* _Extract_:
------------------------

What have daffodils got to do with Sir Terry Pratchett?

We like to explore seasonal chemistry at Asynt, and for those like me who aren’t “technical” there is always some sort of surprise to be found.

Daffodils and GalanthamineWith temperatures here in the UK gradually creeping up there are a few early signs of Spring such as crocus flowers appearing through the grass and daffodils bursting with riots of yellow petals!  It was the common daffodil that surprised me though when I started exploring and I would never have guessed that this simple bloom actually offers more than one clinical opportunity to treat complex ailments:

Galanthamine: This alkaloid is now apparantly marketed as a treatment for early stage Alzheimer’s disease. Scientists believe patients with this condition have a shortage of neurotransmitter acetylcholine in their brain as it is destroyed by enzyme acetylcholine esterase. In the 50s, researchers discovered that galanthamine could block this enzyme, and eventually a treatment was manufactured.  Large-scale production was initially limited by a complicated and extremely expensive manufacture process, and pharma companies started looking for more appealing natural sources for extraction. This is where the daffodil comes in!  Here in the UK, planting daffodils is a long and well established horticultural expertise and actually our fairly chilly weather is well suited to the growth of daffodils for medical purposes as the stress of cold weather enhances alkaloid production.  There has been a huge outpouring of sorrow around the world in the last week at the loss of amazing English science fiction writer, Sir Terry Pratchett, to Alzheimer’s Disease.  I wonder how many new treatments are being worked on right now that could help those who are suffering the disease or will come to suffer it in the future.

------------------------

* _Provided data_:

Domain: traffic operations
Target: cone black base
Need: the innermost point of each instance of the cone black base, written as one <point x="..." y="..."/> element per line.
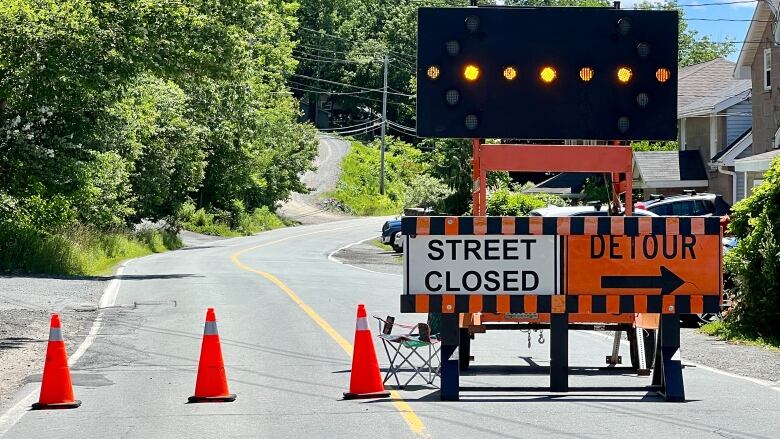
<point x="58" y="406"/>
<point x="384" y="394"/>
<point x="227" y="398"/>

------------------------

* _Exercise objective_: In the daffodil post, why does the UK's fairly chilly weather suit growing daffodils for medical purposes?

* _Reply_: The stress of cold weather enhances alkaloid production.